Image object location entries:
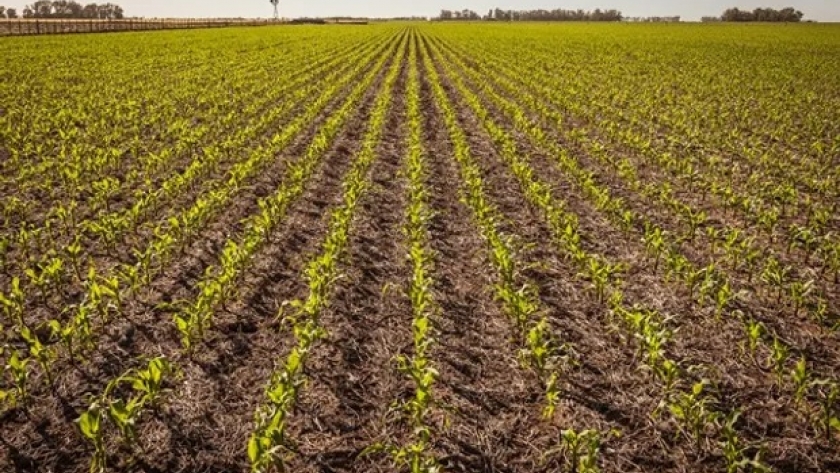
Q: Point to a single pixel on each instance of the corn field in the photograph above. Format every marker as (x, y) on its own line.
(409, 247)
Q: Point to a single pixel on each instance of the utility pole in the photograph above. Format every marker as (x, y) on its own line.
(276, 12)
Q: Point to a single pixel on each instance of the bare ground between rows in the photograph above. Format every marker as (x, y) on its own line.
(650, 172)
(769, 417)
(606, 391)
(818, 344)
(50, 439)
(105, 261)
(353, 380)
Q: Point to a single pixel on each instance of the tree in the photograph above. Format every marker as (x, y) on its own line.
(788, 14)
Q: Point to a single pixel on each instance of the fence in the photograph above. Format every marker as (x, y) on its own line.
(36, 26)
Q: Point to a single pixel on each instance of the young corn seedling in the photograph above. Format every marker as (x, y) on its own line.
(90, 424)
(693, 412)
(581, 450)
(19, 371)
(13, 304)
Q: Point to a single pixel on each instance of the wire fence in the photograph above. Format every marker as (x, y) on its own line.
(40, 26)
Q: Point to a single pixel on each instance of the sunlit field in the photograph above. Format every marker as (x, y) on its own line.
(421, 248)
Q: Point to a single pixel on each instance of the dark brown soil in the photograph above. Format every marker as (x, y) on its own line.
(488, 405)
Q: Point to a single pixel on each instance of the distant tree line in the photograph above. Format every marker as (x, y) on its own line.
(653, 19)
(531, 15)
(7, 12)
(67, 9)
(785, 15)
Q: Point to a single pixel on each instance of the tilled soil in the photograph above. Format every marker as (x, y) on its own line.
(487, 413)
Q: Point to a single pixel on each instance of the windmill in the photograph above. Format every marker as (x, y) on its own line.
(276, 12)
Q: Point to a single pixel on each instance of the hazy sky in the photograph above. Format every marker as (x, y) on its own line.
(821, 10)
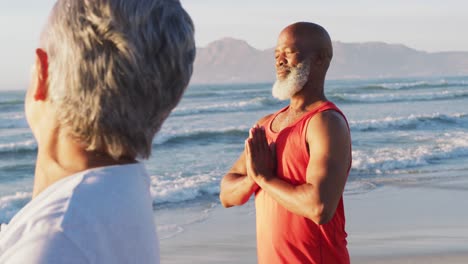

| The exercise |
List every line of the data above that contains the word "field", matching case exactly.

| Response below |
Q: Point to a single pixel on each instance of the corn field in the photograph above. Format every marker as (x, y) on its own line.
Q: Point to a single pixel on each instance of the sunlit field in the photograph above. Format every marker as (x, y) on its own line.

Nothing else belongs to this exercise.